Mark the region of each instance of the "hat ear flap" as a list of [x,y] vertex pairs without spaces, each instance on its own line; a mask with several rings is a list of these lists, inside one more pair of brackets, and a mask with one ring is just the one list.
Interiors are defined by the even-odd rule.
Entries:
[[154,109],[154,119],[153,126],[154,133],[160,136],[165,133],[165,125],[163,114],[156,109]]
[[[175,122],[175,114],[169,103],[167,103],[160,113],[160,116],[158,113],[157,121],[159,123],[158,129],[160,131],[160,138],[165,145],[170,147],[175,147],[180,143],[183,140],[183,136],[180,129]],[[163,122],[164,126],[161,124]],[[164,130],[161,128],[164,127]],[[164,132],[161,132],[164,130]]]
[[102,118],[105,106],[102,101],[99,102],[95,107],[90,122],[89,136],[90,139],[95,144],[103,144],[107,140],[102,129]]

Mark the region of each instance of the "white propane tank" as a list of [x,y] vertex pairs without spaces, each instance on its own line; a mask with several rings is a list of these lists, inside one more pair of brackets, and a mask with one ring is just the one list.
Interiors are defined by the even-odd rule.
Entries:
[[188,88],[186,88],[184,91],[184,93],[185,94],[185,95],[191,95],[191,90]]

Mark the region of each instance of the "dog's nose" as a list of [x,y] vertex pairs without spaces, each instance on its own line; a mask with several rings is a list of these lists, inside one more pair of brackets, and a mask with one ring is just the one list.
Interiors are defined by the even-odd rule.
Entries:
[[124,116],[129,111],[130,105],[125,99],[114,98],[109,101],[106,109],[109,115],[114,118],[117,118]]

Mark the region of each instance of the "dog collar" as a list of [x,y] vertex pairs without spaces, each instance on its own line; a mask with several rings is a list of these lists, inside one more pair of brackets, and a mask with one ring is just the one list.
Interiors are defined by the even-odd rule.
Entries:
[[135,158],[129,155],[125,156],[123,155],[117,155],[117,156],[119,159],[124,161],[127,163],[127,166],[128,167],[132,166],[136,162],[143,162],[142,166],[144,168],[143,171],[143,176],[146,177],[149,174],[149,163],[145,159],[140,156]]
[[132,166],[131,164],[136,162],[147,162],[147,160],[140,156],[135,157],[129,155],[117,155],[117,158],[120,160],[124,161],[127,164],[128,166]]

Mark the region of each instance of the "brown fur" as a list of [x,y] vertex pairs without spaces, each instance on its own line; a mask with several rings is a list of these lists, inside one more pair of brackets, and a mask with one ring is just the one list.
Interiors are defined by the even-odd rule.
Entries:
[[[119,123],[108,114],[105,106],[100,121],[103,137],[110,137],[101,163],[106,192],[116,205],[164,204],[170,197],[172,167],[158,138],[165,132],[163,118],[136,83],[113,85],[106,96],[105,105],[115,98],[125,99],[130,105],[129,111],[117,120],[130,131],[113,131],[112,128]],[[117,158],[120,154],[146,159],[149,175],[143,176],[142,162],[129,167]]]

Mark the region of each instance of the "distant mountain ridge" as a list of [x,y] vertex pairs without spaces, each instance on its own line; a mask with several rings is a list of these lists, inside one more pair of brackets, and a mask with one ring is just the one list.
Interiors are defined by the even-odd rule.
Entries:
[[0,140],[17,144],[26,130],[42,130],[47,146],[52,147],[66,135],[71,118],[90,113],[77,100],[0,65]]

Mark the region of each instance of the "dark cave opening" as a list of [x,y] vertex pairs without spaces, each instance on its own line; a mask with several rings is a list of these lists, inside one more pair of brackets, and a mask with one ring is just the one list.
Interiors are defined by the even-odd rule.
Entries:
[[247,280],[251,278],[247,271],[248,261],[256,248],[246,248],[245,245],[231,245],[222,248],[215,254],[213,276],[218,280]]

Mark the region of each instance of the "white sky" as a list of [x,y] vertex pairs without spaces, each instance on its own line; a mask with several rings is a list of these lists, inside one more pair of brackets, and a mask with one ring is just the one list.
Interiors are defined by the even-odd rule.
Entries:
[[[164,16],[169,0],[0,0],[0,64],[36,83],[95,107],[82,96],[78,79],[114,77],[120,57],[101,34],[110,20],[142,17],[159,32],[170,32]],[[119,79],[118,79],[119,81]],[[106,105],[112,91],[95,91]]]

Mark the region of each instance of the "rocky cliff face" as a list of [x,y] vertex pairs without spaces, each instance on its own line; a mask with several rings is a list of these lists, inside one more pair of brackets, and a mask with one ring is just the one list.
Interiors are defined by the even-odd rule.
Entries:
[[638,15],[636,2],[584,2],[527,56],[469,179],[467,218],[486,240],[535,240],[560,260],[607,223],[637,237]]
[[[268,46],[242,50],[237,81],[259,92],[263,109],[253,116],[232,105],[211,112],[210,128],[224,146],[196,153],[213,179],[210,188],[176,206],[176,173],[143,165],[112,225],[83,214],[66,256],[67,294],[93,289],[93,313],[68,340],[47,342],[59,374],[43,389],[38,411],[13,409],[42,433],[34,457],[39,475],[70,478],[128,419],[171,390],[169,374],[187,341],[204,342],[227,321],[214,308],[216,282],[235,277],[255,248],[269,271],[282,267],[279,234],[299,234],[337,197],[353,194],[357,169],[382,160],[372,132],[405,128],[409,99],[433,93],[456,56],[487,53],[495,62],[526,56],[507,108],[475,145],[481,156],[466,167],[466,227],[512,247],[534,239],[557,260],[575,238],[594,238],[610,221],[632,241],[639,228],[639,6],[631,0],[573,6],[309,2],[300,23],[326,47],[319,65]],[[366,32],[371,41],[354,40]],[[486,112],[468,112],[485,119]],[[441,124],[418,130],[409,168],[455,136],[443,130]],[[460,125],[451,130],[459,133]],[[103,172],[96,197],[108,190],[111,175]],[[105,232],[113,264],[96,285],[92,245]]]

....

[Instrukcje i wymagania] Wyciągnij z wpisów powyżej wszystkie wiersze, w których występuje słowo „white”, i przepisz każdy z nich w całości.

[Ostateczna odpowiedź]
Mark the region of each instance of the "white propane tank" as a list of [x,y] vertex pairs without spaces, each instance on its own line; a mask with several rings is a list of these lists, inside one more pair of brackets, and a mask with one ring is just the one list.
Mark the region of each instance of the "white sky" as a list of [x,y] vertex pairs without spaces, each instance on its own line; a mask with several rings is a list of these lists, inside one more pair of brackets, and a mask with one ring is just the one list.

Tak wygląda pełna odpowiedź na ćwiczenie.